(Recorded data)
——————————
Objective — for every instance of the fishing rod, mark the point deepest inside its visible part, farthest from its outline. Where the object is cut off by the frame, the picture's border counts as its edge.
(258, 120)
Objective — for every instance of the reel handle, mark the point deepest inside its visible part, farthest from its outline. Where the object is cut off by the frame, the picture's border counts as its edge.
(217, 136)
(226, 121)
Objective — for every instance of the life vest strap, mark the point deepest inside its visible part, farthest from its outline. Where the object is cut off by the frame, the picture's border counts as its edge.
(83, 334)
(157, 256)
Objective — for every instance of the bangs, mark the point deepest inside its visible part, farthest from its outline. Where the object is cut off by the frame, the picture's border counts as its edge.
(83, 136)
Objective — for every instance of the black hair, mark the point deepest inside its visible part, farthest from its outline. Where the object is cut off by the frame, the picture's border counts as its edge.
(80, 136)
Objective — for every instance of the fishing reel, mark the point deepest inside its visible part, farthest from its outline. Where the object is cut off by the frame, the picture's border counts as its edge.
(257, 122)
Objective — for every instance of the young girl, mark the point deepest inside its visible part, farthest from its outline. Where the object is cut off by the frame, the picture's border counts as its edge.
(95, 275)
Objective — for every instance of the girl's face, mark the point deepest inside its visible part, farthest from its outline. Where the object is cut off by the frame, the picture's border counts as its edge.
——————————
Extract the closing run of lines, starting with the one containing "Objective — for every instance of the black" and ending at the last, exactly as written.

◆ Expected answer
Objective — for every instance of the black hair, mark the point deepest inside its visible part, farthest from its outline. Where the object is cut off by the frame, the picture's border counts as its edge.
(80, 136)
Objective — for every instance of the fishing reel, mark the point deepest inside its visible part, farthest from its outline. Where the object is cut off by the frame, the picture's border counts as its edge.
(257, 122)
Objective — for every instance of the young girl, mark the point deepest inside its visible part, farthest from its outline. Where the object is cut off by the frame, the picture's border counts as its edge.
(95, 275)
Objective — for every instance of the girl's face, mark the point deepest inside its visible part, farthest from its outline. Where the object is cut off by the frame, the picture's border counts as its edge.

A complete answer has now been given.